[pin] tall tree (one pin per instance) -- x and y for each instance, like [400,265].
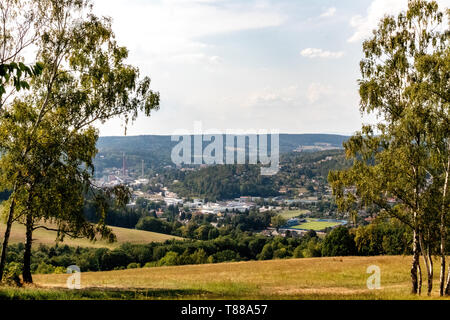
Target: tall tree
[392,159]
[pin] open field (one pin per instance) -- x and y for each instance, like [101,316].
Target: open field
[123,235]
[313,278]
[316,225]
[288,214]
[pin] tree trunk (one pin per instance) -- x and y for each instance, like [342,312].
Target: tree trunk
[447,286]
[443,230]
[26,272]
[416,274]
[6,238]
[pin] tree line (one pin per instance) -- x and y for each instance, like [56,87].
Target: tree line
[401,163]
[78,76]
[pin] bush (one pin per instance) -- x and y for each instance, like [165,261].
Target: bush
[170,259]
[60,270]
[298,252]
[12,273]
[44,268]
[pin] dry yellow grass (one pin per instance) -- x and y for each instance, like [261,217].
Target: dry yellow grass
[123,235]
[316,278]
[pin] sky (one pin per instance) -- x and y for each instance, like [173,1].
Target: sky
[286,65]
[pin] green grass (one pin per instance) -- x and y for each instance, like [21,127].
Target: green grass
[42,236]
[314,224]
[312,278]
[288,214]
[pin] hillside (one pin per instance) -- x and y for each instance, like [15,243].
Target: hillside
[315,278]
[123,235]
[156,150]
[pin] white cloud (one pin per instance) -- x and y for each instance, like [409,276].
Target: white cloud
[376,11]
[319,53]
[330,12]
[172,29]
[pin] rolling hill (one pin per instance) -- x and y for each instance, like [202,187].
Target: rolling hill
[42,236]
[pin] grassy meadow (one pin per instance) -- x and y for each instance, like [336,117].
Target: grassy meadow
[47,237]
[288,214]
[312,278]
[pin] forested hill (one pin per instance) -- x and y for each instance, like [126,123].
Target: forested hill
[155,150]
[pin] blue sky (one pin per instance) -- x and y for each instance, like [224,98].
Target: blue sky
[288,65]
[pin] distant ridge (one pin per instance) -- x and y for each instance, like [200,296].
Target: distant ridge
[155,150]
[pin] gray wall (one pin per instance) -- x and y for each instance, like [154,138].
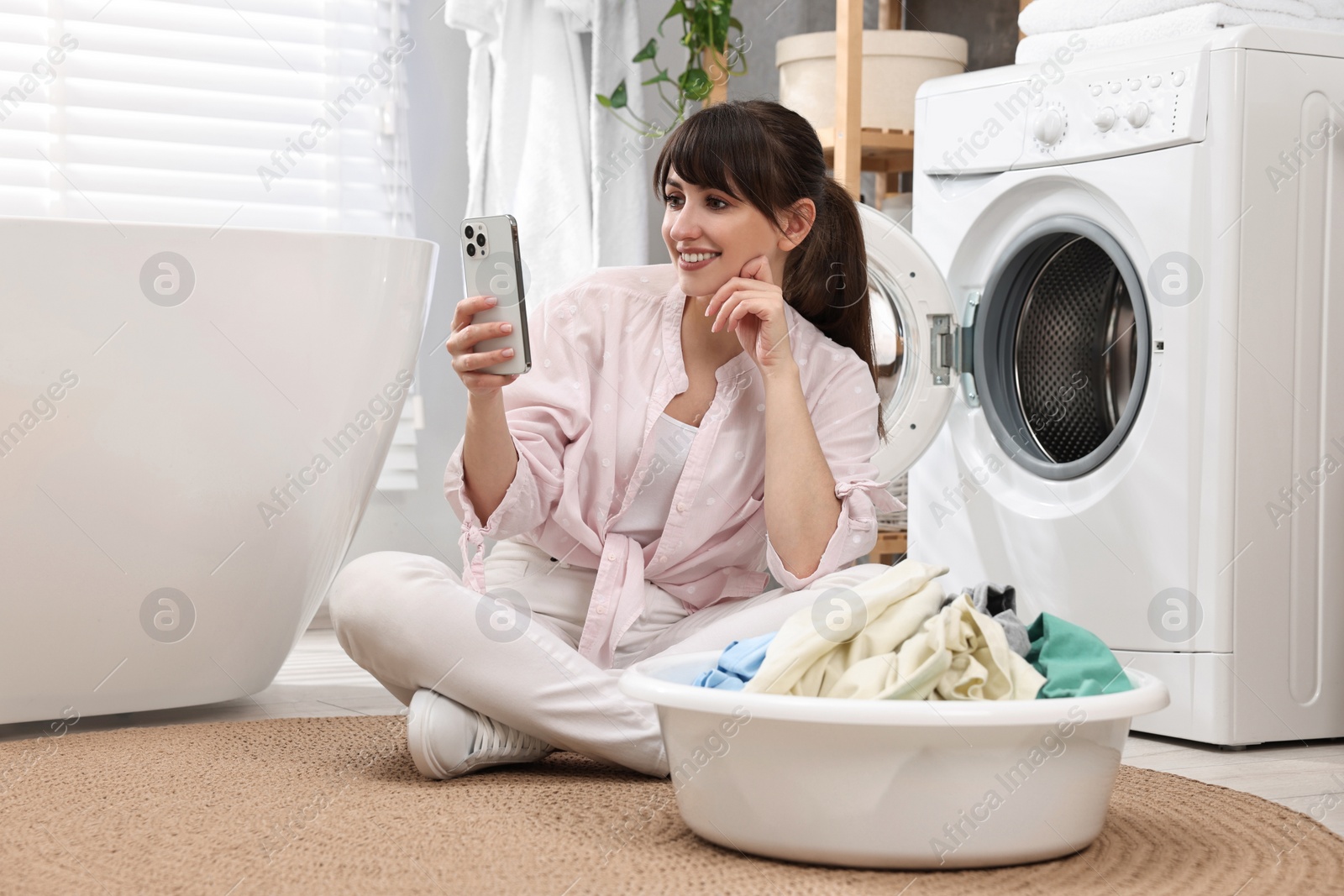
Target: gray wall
[423,521]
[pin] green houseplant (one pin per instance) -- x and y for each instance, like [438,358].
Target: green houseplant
[710,62]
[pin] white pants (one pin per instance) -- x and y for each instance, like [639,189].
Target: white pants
[412,624]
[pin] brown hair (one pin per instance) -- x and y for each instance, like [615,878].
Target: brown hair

§ **GIVEN PROBLEM**
Retype all of the material above word for word, leaving out the pictures.

§ **RESPONSE TO THE TASK**
[pin] tall tree (one pin per instance) -- x and y for each instance, like [400,265].
Target: tall tree
[392,159]
[pin] open field (one pin per instance) -- x and y for each instance, like [101,316].
Target: open field
[123,235]
[313,278]
[316,225]
[288,214]
[pin] tree trunk (one pin per instance) -- x and y for each instance, like [342,312].
Target: tree trunk
[447,286]
[443,230]
[26,272]
[416,274]
[6,238]
[pin] tree line (one pin per instance) -- x and y for each instance, like [56,87].
Target: tree line
[401,163]
[78,76]
[pin] bush (one pin per instance) -- x and y for each instance, like [165,261].
Target: bush
[170,259]
[60,270]
[298,252]
[12,273]
[44,268]
[pin] dry yellow grass (one pin per instance) -- x and y for each instance, like [261,217].
Target: dry yellow grass
[123,235]
[316,278]
[pin] sky (one pin per instance) -- x and y for each instance, like [173,1].
Target: sky
[286,65]
[pin] green grass (one pin per instance) -- x and y for each instance, like [21,127].
Target: green grass
[42,236]
[314,224]
[312,278]
[288,214]
[pin] hillside (one pin per instance) -- x and y for each instance, like [15,243].
Target: hillside
[315,278]
[123,235]
[156,150]
[pin] white cloud (one pin per instance) -- x and y for each instance, like [409,276].
Target: white cloud
[376,11]
[319,53]
[330,12]
[172,29]
[pin] rolling hill (one pin per instance) -- x and y for each instance, like [202,187].
Target: rolling hill
[42,236]
[pin] grassy meadow (one pin per instance) -- x and y for each instance, like [336,117].
Target: grassy meadow
[47,237]
[288,214]
[312,278]
[pin] forested hill (one pin per instance) -- x and y for each instance, like [126,123].
Target: forested hill
[155,150]
[pin] blue sky (one pin per instance) -- x and y for each instance, like [224,98].
Target: blue sky
[288,65]
[pin] distant ridge (one pin per instance) -- x and y for each instance, like [200,296].
Target: distant ridge
[155,150]
[pin] gray wall (one pin per instance) -- x and y for each instance, like [154,138].
Target: gray wall
[423,521]
[pin] green houseplant (one pin per instance) -- x and y for each instance, like [438,358].
Target: green houseplant
[710,62]
[pin] white pants (one pin per instance) -- x and y for each instance, like [639,189].
Target: white pants
[412,624]
[pin] brown hair (one pin per instance) -- x and y for each instance, like [615,878].
Target: brown hair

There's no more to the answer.